Set task:
Please rewrite the entries from the very first line through the line containing "158,440 -> 234,480", inclusive, replacing "beige floor tile" with "tan floor tile" and keeping everything else the same. Give only those lines, and leave the pictures out.
#####
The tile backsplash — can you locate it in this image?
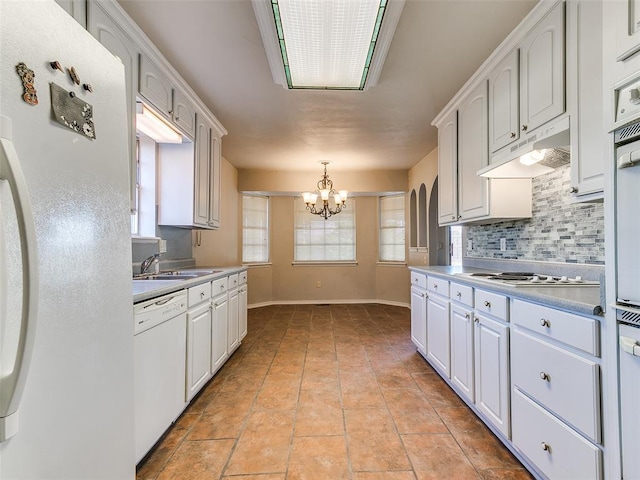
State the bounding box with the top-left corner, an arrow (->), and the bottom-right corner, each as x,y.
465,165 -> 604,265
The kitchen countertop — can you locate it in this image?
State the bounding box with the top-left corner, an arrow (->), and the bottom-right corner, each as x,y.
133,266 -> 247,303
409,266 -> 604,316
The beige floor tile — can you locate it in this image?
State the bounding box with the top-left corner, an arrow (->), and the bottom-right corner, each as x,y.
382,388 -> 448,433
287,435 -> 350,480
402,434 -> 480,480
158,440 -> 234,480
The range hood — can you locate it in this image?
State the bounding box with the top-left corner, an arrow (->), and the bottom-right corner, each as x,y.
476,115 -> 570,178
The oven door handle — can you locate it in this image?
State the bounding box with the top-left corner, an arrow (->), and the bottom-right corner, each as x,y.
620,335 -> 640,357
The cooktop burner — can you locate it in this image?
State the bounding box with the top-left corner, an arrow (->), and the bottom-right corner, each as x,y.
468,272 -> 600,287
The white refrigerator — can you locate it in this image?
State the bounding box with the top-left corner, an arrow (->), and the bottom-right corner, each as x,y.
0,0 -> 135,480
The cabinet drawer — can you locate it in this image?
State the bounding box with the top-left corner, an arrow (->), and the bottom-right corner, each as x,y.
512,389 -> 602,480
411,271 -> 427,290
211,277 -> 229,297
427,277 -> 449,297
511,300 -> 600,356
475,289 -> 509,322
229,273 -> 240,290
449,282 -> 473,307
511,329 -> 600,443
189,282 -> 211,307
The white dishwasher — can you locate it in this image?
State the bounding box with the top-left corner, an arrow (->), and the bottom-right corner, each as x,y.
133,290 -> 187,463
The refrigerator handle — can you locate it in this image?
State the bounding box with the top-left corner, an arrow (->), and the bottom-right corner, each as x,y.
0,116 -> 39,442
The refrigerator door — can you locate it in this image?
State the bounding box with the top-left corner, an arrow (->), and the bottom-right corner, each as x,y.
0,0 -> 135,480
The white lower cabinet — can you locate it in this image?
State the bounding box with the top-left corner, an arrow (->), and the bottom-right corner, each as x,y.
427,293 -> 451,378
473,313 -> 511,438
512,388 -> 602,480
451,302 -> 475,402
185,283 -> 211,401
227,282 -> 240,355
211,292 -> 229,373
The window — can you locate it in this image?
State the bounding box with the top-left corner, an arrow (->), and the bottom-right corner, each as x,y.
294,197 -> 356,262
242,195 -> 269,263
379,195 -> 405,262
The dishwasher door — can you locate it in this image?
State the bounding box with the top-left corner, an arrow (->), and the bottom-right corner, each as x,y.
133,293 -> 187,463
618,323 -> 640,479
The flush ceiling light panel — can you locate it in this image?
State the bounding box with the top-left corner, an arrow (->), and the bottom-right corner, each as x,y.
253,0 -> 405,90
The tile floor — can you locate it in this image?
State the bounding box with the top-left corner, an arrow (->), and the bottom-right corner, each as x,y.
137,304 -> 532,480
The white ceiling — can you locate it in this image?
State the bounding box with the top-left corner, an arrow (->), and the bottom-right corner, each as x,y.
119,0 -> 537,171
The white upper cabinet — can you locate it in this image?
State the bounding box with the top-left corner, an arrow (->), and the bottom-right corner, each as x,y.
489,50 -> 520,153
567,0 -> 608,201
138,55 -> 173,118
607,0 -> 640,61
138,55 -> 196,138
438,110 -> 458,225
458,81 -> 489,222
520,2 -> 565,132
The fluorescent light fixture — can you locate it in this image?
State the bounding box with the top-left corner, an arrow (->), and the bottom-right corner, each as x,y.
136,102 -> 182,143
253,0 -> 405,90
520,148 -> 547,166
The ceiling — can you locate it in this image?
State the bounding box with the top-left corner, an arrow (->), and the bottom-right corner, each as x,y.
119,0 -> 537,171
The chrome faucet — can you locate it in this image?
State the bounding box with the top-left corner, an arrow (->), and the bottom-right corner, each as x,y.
#####
Reply:
The tile backsplash — can you locate it in this image?
State the bounding box with the top-left corner, an arrow (->), and the bottom-right corner, each as x,y.
465,165 -> 604,265
The kitchen countertop — can you locate it in this image?
State the bounding box with the top-left corner, an arrow (->), and the bottom-right corner, each as x,y.
133,266 -> 247,303
409,266 -> 604,316
The tan floor tile — can you locate it in this image?
State the bounding box with the top-left corner, an arrow (->), and the bottom-right corner, each as x,y.
382,388 -> 448,433
287,435 -> 350,480
402,434 -> 480,480
158,440 -> 234,480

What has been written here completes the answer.